ЗАДАНИЯ:
a – Куда, согласно тексту о морфологии российской геополитики, предлагалось перенести столицу в знак протеста против петровского дела?
b – Пожалуйста, продолжите текст о морфологии российской геополитики, начав сразу после его последнего предложения.

ТЕКСТ:
::::::::::
Вадим Цымбурский - Морфология российской геополитики и динамика международных систем XVIII-XX веков
Вначале это отбрасывание с опорой на национальную традицию, попытка возбудить в России отталкивание от Европы, оформить протест против петровского дела переносом столицы в Москву и т. д. (Вернуться к традициям московских царей можно было, лишь признав проигранной их игру.) К концу века отбрасывание России облекается в «евразийские» схемы (план Талейрана, предложение Наполеона российским императорам). Нельзя отрицать, что в этом веке были мыслители и практики, увлеченные достройкой России на востоке (пути через Северный морской путь и через Центральную Азию). Достройка шла, она могла вдохновлять политиков и поэтов на мечты об индийской торговле и т. п., но отойти в Евразию значило создать совсем новые системы связей, новые отношения, между тем как в Балто-Черноморье игра была напряжена и не закончена. Тема «Новой России» разыгрывается в степях, прежде всего черноморских, на южной окраине системы.
Итак, с разрушением автономного Балто-Черноморья выбор стоял между двумя сценариями: отбрасыванием в Евразию (или добровольным уходом, но тогда непременно с присоединением к Евразии выхода в Черное море и части Балкан) – либо борьбой, где один из центров Запада опирался бы на Россию, которая, в конце концов, становилась бы гарантом Европы (отсюда – «Завещание Петра Великого» и т. п.), боязнь остаться в «ауксилиарных» державах. Такие образования, как «Северный аккорд» и «греческий проект» в их конкретике порождены историческими перипетиями фазы, как бы паузой в истории европейского милитаризма. Таким образом, в этот период мы имеем действия России на входе в Европу с двумя мыслимыми развязками, из которых проистекал выбор: отойти в Евразию (отступление в национальную нишу) versus вхождение в европейскую игру в качестве опоры более слабого центра. В промежутке – попытки сконструировать на стыке Европы свое Большое Пространство, северное или южное.
::::::::::
ИСХОДНЫЕ СТРОКИ:
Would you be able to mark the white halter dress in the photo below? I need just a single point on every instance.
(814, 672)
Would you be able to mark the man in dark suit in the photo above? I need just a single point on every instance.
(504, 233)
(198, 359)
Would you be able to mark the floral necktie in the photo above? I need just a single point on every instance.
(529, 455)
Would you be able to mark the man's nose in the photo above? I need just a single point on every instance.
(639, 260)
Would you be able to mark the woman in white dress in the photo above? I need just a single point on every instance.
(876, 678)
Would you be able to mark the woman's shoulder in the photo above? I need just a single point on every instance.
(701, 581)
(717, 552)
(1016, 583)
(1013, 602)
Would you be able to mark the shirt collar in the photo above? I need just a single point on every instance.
::::::::::
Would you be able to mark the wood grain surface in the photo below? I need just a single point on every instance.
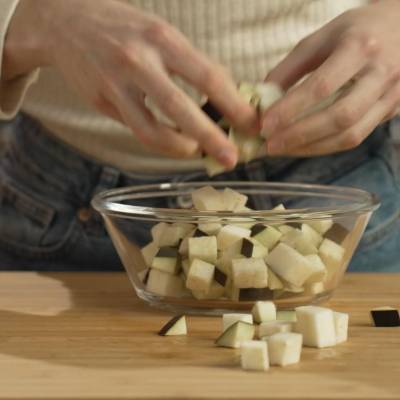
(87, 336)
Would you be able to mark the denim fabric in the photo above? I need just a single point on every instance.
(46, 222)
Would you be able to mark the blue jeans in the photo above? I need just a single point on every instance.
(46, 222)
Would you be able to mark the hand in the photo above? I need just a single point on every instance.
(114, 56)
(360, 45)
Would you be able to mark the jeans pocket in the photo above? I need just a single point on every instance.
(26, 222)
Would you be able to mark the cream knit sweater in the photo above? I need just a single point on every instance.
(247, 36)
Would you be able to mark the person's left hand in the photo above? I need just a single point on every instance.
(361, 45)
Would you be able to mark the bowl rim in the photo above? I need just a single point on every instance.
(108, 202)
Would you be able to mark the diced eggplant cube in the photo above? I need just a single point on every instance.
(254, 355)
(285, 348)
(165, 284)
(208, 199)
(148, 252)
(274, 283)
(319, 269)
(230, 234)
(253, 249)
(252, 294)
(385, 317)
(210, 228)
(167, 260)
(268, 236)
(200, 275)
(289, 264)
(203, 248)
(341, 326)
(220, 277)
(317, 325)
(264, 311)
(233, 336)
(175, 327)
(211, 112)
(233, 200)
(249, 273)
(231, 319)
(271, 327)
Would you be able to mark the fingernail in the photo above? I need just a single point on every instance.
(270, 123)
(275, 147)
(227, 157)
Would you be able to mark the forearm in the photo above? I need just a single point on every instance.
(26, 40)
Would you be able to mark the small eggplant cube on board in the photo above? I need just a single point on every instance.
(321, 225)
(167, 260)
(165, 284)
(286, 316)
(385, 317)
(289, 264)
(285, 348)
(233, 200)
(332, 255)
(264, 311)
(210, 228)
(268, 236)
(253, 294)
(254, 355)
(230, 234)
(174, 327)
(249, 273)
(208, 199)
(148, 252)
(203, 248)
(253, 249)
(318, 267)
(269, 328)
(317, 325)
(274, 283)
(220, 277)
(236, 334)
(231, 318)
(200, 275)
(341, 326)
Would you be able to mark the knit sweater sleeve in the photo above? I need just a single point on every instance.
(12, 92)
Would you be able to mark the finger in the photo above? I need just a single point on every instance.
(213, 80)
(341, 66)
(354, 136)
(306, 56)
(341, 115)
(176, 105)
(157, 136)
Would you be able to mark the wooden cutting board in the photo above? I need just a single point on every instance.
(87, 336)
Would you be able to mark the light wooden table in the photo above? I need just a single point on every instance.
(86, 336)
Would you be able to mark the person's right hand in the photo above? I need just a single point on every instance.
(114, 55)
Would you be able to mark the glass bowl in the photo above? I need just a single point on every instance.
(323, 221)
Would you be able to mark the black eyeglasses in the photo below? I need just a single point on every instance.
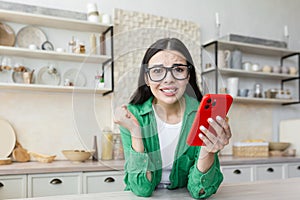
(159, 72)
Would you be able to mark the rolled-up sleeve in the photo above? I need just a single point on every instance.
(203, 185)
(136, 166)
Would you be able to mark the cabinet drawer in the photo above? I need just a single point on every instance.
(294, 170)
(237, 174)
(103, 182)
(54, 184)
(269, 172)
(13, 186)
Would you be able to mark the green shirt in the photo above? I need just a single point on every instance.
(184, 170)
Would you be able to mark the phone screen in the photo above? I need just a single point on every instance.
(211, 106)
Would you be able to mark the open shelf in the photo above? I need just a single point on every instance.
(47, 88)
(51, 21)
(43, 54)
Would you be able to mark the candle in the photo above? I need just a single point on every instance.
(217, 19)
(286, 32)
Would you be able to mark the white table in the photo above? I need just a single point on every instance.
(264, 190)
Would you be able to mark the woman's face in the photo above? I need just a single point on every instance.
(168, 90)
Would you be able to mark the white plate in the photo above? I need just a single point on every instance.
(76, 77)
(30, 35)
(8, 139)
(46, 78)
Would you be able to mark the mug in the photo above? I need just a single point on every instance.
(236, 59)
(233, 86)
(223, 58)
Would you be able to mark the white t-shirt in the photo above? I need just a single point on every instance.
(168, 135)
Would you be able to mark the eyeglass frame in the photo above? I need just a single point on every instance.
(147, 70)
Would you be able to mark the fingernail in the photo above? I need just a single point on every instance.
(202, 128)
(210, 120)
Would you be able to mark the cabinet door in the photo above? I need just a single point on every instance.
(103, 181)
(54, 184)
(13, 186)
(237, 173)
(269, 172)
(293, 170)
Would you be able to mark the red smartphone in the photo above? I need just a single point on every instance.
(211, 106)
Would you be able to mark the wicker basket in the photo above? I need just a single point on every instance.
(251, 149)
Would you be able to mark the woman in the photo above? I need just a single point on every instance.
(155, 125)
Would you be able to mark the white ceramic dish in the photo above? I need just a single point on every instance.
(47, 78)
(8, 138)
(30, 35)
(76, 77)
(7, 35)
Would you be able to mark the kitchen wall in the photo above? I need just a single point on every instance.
::::::::::
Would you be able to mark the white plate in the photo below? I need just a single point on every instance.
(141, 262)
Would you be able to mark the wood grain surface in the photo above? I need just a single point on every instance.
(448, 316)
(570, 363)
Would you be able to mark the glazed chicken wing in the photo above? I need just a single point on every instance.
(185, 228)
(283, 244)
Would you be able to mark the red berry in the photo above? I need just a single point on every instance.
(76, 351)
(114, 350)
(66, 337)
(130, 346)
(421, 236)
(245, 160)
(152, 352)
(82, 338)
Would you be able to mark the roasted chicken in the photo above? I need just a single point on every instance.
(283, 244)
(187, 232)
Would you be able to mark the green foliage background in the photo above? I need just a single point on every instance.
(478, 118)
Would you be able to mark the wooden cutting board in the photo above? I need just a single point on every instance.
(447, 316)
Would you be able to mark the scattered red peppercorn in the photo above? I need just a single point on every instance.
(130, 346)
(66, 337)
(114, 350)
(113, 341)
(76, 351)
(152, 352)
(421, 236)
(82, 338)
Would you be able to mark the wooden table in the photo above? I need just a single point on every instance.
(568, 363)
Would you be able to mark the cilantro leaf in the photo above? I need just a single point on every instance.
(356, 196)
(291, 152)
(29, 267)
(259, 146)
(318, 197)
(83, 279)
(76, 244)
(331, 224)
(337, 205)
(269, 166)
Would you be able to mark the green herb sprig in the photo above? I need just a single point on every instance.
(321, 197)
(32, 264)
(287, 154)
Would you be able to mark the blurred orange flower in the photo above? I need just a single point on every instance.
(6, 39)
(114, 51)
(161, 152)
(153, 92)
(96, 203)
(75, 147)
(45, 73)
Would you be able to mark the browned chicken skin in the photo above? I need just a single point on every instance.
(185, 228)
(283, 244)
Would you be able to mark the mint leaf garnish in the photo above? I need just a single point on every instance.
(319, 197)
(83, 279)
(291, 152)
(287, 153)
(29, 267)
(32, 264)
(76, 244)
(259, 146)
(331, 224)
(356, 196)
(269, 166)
::::::::::
ОТВЕТЫ:
a – В Москву.

b –
Мог ли бы я повторить то, что написал три года назад насчет «похищения Европы» как подоплеке нашей геостратегии? Не однозначно. Несомненно, что голштинское сватовство Петра продиктовано стремлением в любом качестве «зацепиться» за европейский мир, так же как и его военные акции 1710–1716 гг. Все позднейшие игры – смешение прагматического и идеального компонентов. Несомненны попытки достроить Балто-Черноморье, предотвратить варианты, при которых запад этого давнего «мира России» был бы развернут против нее. А с другой стороны, сами средства – не перехлестывали ли за грань цели? Союз с Австрией против Франции, конструирование Северного аккорда как противоцентра европейскому униполю; наконец, «греческий проект» – можно ли было предотвратить странное склеивание систем в условиях деградации запада БЧС (игра в Восточную и Западную Империи в рамках «греческого проекта»)? Игры в противоцентр (Северный аккорд и т. п.). С другой стороны, мотив центра, вынесенного за пределы России, конструируемого и полагаемого ею, дополнительно к ней, опирающегося на нее, но с нею неслиянного («греческий проект»; планы России как «гаранта Европы»), – <игры>, объективно превращающие Россию в чье-то орудие против чьего-то самоутверждения.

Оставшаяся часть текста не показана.